▶ **EXERCISE TEXT**
[Start of section]

Production of recombinant human SPLUNC1 protein and antimicrobial assay
Recombinant human SPLUNC1 protein was generated using the baculovirus expression system. Based on the cDNA sequence of human SPLUNC1 (Genbank accession #: NM_016583), PCR was performed using primers containing restriction enzyme sites (EcoRI and NheI) to generate fragments covering the entire SPLUNC1 protein. With verification of DNA sequence, the SPLUNC1 cDNA was then subcloned into a transfer vector (a modified p479 vector with histidine cDNA at the C-terminus)  to generate the recombinant SPLUNC1 baculovirus in SF9 cells to infect High-Five (Invitrogen) insect cells to produce recombinant protein, which was collected from the culture media, purified by using a His-column (Promega), followed by loading the protein onto an ion exchange column (MonoQ column) for further purification (usually > 99% pure). The purity and specificity of recombinant protein was confirmed by using SDS-PAGE, Western blot and mass spectrometry.

[End of section]

▶ **DATA EXTRACTS**
[Start of section]

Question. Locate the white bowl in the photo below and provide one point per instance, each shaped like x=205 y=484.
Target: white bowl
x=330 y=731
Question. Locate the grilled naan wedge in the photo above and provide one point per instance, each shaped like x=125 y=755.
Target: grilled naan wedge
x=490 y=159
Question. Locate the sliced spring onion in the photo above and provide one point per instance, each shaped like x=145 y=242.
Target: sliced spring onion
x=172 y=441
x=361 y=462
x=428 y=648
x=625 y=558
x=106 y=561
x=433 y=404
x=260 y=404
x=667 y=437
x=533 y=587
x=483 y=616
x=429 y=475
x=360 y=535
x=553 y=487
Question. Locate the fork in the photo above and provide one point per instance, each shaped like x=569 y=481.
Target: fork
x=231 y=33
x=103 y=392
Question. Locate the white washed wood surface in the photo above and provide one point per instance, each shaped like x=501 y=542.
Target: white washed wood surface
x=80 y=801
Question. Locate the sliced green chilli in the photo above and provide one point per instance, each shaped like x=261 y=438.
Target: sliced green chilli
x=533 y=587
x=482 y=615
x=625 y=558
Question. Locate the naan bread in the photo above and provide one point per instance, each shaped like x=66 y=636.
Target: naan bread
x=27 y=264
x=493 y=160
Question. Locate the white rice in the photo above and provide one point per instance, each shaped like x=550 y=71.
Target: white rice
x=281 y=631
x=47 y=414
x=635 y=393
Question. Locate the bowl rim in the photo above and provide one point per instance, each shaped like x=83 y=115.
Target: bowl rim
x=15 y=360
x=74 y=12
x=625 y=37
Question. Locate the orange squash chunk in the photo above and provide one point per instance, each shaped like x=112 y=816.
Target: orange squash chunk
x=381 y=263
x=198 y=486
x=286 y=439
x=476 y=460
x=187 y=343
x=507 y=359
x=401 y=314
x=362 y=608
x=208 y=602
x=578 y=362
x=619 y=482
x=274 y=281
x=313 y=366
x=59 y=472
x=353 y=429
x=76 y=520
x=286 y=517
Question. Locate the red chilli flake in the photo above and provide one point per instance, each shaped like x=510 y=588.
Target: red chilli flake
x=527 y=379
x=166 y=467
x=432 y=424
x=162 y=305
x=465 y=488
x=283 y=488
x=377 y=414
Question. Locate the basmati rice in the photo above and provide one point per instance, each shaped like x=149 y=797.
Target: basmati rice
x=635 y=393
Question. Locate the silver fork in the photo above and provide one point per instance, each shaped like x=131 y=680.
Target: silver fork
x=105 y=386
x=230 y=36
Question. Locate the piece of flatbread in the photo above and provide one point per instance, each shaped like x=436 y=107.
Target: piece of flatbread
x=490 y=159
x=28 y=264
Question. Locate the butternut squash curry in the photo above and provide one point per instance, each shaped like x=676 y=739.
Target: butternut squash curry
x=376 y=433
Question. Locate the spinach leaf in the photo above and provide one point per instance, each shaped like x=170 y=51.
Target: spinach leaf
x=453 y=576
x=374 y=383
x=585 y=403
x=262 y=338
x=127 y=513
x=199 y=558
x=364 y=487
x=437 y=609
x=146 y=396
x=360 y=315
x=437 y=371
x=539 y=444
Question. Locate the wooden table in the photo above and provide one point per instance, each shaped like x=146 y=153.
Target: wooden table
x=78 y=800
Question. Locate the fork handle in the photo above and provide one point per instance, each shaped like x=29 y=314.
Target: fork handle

[End of section]

▶ **EXERCISES**
A - According to the SPLUNC1 methods text, which insect cells were infected to produce the recombinant protein?
B - Continue the SPLUNC1 methods text from the point where it stops.

▶ **OUTPUTS IN ORDER**
A - High-Five insect cells (Invitrogen).

B -
We tested the antimicrobial activity of SPLUNC1 protein by incubating Mp (4 × 104 cfu/ml) with recombinant human SPLUNC1 protein (1-10 μg/ml) in 96-well tissue culture plates (100 μl SP-4 broth/well) for 2 hrs, a typical time for bactericidal assay in Gram-negative bacteria. Mp in the supernatants was then plated on pleuropneumonia-like organism (PPLO) agar plates and incubated at 37°C, 5% CO2 for a week to quantify Mp. The above SPLUNC1 protein dose range selection was based on our SPLUNC1 protein measurements in airway epithelial lining fluid of normal human subjects (n = 12) who had no history of respiratory diseases or cigarette smoking, and had normal pulmonary function (e.g., FEV1 > 80%). The age (years) of normal subjects (7 males and 5 females) was 33.1 ± 3.0. SPLUNC1 protein in bronchoalveolar lavage fluid of normal human subjects was measured using a direct SPLUNC1 ELISA. After normalization of dilution factor using serum urea/BAL urea ratio, SPLUNC1 protein concentration in airway epithelial lining fluid. was calculated at 5.3 ± 2.1 μg/ml.
For normally distributed data, one-way analysis of variance (ANOVA) was used for multiple comparisons, and a Tukey's post hoc test was applied where appropriate. Student's t test was used when only two groups were compared. Non-normally distributed data were compared using the Wilcoxon rank-sum test. A p value ≤ 0.05 was considered significant.
Mp or a TLR2 agonist increases SPLUNC1 expression in NCI-H292 cells
We utilized NCI-H292 cells to study the time course and dose response of SPLUNC1 expression following Mp infection. Cells were infected with Mp at 1, 5 and 10 cfu/cell for 24 and 48 hrs. Mp-infected cells, as compared to non-infected cells, demonstrated a significant increase of SPLUNC1 mRNA (up to 3-fold) and protein in a dose-dependent manner at 48 hr post infection (Figure 1A &1B). At 24 hr, Mp did not significantly increase SPLUNC1 expression (data not shown).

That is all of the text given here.